[STATED TASK] Set down, word for word, everything in the film review below from "(That sinkhole opens" down to "settlers and soldiers.)".

[EXTRACT]
"""
'Hochelaga, Land of Souls' ('Hochelaga, Terre des Ames'): Film Review | TIFF 2017

Hochelaga, Terre des Ames - STILL 1 - TIFF PUBLICITY - H 2017
Courtesy of TIFF
More interesting as a sampler-box for history buffs than as a stand-alone drama.

Francois Girard ('The Red Violin') addresses Montreal's long history in the year of its 375th birthday.

History is never dead in Francois Girard's Hochelaga, Land of Souls, a drama viewing several moments in Canadian history through the finds at a fictional Montreal archaeological dig. Though taking special care to honor the oldest known inhabitants of the area, including the Iroquois people whose long-vanished village gives the film its name, the picture has a broader scope than the conflict between native peoples and European intruders. Appealing more as a meditation for serious history buffs than on the basis of any one of its narratives, it has considerably less commercial potential in the States than north of our border.

Initially seeming to be inspired by the big-picture films of Atom Egoyan, where disparate narratives resonate in unexpected ways, Girard's screenplay has (despite some semi-successful poetic linkages) a more episodic than tapestry-like feel; most of its stories spring from artifacts discovered by a young architect, who digs up McGill University's football field after a sinkhole exposes traces of an ancient settlement.

(That sinkhole opens during a football game, killing one player. The time devoted to his story might feel ill-spent, but its inclusion argues that the present is no less part of history than the past, justifiably included alongside stories of settlers and soldiers.)

The historian (Baptiste Asigny, played by Canadian rapper Samian) is a Mohawk, and his name echoes that of a character in one of the earliest scenes we see here: That Asigny is the sole warrior found alive in the aftermath of a battle in the woods. A shaman assessing the scene (his prayers recur throughout the film) sends Asigny away with sacred stones, carrying memory forth into the future.

In a framing device, the modern-day Asigny addresses a crowd of historians about discoveries that he believes show the McGill campus to be the long-sought site of Hochelaga, a village French explorer Jacques Cartier described in accounts of his first trip to the area. (When Cartier returned six years later, the village was gone; in real life, scholars still seek its exact location.) But before getting to his remnants of Hochelaga, Asigny and the film spend most of their time on "incidental discoveries" — artifacts tied to more recent human inhabitants of this land.
"""
[LISTING]
"""
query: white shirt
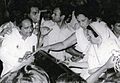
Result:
[42,21,72,61]
[88,22,119,69]
[0,28,37,75]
"""
[TASK ANSWER]
(That sinkhole opens during a football game, killing one player. The time devoted to his story might feel ill-spent, but its inclusion argues that the present is no less part of history than the past, justifiably included alongside stories of settlers and soldiers.)